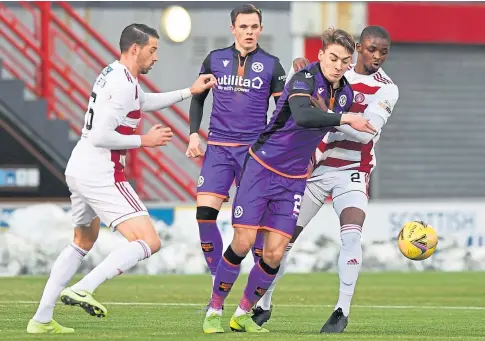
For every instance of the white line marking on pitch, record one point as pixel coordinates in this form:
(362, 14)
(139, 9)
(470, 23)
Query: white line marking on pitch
______________________________
Work request: Every line above that holds the string "marking" should be copied out.

Result below:
For every instance of the white line marking on pitch, record one point as pixel coordinates in this form:
Query: white line marking on pitch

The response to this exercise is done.